> [Stored rows]:
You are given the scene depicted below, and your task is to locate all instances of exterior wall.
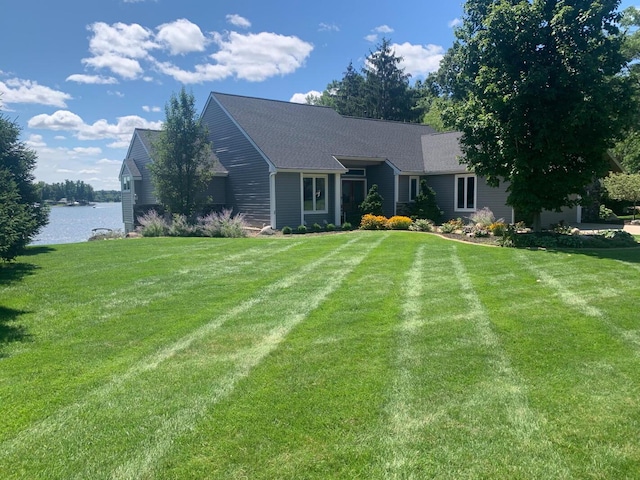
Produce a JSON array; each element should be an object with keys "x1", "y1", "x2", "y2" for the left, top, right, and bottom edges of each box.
[
  {"x1": 274, "y1": 172, "x2": 302, "y2": 229},
  {"x1": 120, "y1": 172, "x2": 137, "y2": 233},
  {"x1": 427, "y1": 174, "x2": 512, "y2": 223},
  {"x1": 540, "y1": 207, "x2": 579, "y2": 228},
  {"x1": 202, "y1": 99, "x2": 271, "y2": 226},
  {"x1": 366, "y1": 164, "x2": 398, "y2": 217},
  {"x1": 298, "y1": 174, "x2": 337, "y2": 228}
]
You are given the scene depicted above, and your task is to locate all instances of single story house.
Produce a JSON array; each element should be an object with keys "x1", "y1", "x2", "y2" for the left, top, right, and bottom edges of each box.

> [Task requirements]: Copy the lines of the records again word for word, starting with the line that contains "You are given the scene depicted above, and" and going on through the end of the records.

> [Written solution]:
You are given the scene depicted above, and your task is to locate all instances of single story house.
Produce a JSON array; each element should be an object with keys "x1", "y1", "x2", "y2" for the left, top, right, and bottom edges of each box.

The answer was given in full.